■ **TEXT SEGMENT**:
In the first public examination of the November 2004 ballot envelopes, I have discovered a number of problems:

• More than 40 valid ballots from overseas and military voters were left uncounted, wrongly rejected for late postmark.

• More than 100 federal write-in votes were counted from ineligible unregistered voters who did not comply with state and federal law for submitting overseas write-in ballots.

• Up to 140 voters appear to have returned both an absentee and a provisional ballot where both were counted.

With the outcome of the governor's race decided by only 129 votes, these slip-ups mattered. King County officials have never publicly acknowledged any of these irregularities.

• And perhaps most significantly, it's now clear that Dean Logan directed his staff to count between 100 and 200 "fatal pend" provisional ballots. This was done over staff objections, contradicting longstanding office practices and clear language in state law. Logan took this action solely on the basis of verbal legal advice, and without consulting the county canvassing board.

To be precise, a "fatal pend" is a voter who returned an incomplete registration form, missing a showstopper component, such as a valid address or signed oath. An applicant who returns such a form has 45 days to provide the missing item or items to complete the registration. In the meantime, a record is opened for the applicant in the voter database, but it is clearly marked "fatal pend"—and the applicant is not eligible to vote.

■ **Saved data entries**:
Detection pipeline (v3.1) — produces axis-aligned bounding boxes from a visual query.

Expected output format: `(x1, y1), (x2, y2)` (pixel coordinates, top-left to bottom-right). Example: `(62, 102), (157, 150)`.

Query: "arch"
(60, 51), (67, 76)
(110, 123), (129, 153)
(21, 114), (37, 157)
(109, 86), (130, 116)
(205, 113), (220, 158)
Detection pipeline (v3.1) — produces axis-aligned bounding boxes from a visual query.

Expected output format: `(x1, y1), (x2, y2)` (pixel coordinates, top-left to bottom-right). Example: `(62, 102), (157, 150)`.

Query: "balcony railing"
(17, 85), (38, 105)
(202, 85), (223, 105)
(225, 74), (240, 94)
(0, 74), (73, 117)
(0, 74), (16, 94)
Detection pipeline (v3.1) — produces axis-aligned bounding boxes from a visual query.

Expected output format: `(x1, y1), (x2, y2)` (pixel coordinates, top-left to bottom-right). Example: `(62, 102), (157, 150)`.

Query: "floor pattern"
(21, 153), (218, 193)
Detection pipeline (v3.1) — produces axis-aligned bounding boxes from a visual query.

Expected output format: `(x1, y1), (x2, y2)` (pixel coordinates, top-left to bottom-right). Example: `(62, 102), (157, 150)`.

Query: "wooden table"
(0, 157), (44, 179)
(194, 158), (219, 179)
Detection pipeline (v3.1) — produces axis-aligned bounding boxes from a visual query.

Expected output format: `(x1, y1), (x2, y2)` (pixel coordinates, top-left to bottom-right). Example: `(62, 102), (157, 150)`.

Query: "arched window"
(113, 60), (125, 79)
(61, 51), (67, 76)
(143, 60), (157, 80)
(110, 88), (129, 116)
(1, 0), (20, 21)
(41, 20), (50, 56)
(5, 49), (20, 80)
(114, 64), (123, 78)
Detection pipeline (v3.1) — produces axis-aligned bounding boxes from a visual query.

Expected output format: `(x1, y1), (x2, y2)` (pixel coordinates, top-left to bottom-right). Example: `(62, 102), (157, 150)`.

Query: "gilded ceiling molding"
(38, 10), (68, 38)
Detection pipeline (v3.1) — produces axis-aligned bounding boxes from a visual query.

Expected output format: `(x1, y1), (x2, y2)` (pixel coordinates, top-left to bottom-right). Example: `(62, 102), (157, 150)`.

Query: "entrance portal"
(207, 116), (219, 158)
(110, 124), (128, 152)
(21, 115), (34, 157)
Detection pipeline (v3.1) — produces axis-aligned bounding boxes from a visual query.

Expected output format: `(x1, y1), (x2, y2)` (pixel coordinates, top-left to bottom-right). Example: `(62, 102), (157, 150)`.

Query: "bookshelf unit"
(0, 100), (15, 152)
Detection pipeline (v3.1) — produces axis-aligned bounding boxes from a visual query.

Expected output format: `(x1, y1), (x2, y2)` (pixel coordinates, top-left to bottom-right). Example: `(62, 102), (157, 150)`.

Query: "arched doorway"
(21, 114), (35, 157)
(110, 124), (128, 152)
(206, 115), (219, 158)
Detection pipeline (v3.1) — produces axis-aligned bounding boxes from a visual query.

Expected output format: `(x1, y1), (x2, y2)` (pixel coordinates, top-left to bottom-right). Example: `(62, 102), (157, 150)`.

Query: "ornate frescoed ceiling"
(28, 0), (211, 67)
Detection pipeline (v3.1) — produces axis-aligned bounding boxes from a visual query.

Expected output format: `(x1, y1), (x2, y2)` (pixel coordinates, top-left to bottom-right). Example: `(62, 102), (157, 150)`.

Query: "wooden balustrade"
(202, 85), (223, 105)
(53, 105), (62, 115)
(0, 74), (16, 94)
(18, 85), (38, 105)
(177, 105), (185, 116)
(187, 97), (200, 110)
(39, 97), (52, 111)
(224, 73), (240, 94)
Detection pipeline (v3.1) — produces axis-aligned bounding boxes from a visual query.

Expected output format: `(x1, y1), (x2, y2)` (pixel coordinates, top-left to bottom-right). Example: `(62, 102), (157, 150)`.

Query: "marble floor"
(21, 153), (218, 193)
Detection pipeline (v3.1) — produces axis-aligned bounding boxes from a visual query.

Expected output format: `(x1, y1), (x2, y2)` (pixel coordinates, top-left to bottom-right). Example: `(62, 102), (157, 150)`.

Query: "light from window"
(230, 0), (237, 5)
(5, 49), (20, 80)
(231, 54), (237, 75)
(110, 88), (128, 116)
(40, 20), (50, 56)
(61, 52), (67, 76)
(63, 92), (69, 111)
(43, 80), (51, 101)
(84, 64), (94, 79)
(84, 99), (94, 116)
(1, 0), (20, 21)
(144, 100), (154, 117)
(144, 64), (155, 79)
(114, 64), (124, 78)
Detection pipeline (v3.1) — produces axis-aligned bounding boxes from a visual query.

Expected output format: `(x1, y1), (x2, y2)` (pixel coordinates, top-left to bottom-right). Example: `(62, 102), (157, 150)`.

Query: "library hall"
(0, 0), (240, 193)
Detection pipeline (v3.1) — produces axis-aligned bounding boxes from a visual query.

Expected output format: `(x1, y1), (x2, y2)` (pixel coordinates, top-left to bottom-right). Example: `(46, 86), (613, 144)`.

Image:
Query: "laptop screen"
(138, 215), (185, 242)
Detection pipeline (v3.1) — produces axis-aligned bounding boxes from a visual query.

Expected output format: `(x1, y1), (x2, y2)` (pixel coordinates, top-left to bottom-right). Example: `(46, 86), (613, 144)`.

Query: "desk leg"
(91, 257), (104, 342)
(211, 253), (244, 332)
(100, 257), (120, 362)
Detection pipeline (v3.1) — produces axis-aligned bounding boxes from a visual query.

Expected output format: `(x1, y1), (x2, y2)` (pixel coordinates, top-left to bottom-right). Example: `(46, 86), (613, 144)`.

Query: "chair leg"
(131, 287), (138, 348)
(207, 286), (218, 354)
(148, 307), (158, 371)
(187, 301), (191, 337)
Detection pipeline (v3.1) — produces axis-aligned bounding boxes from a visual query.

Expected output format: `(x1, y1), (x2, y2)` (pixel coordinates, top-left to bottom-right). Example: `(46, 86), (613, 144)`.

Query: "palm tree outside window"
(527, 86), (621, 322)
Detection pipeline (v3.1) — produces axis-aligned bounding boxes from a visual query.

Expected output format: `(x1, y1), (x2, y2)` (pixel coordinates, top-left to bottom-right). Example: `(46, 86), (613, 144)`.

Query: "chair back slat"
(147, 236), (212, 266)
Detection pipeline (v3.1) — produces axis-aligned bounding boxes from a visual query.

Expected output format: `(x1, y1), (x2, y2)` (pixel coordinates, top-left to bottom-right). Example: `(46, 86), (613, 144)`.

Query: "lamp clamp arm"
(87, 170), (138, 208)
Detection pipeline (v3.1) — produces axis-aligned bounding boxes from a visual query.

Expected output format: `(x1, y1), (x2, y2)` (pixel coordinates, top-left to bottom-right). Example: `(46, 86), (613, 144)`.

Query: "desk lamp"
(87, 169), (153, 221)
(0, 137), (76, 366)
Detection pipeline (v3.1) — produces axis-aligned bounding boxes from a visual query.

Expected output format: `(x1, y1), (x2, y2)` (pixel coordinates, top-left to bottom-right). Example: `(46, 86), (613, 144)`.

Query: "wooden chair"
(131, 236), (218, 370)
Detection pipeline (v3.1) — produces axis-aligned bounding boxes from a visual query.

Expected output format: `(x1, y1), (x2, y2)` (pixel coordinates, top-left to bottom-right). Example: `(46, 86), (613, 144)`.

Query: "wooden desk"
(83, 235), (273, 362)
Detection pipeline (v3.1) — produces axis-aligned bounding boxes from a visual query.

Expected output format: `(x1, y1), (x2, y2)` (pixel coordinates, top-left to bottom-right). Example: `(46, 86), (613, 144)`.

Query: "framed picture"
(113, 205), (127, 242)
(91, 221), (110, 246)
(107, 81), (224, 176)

■ **PROBLEMS**:
**1)** According to the ballot envelope text, by how many votes was the governor's race decided?
**2)** Copy the stretch of the ballot envelope text from "With the outcome" through "of these irregularities.".

■ **TASK-BY-TASK SOLUTIONS**:
**1)** Only 129 votes.

**2)**
With the outcome of the governor's race decided by only 129 votes, these slip-ups mattered. King County officials have never publicly acknowledged any of these irregularities.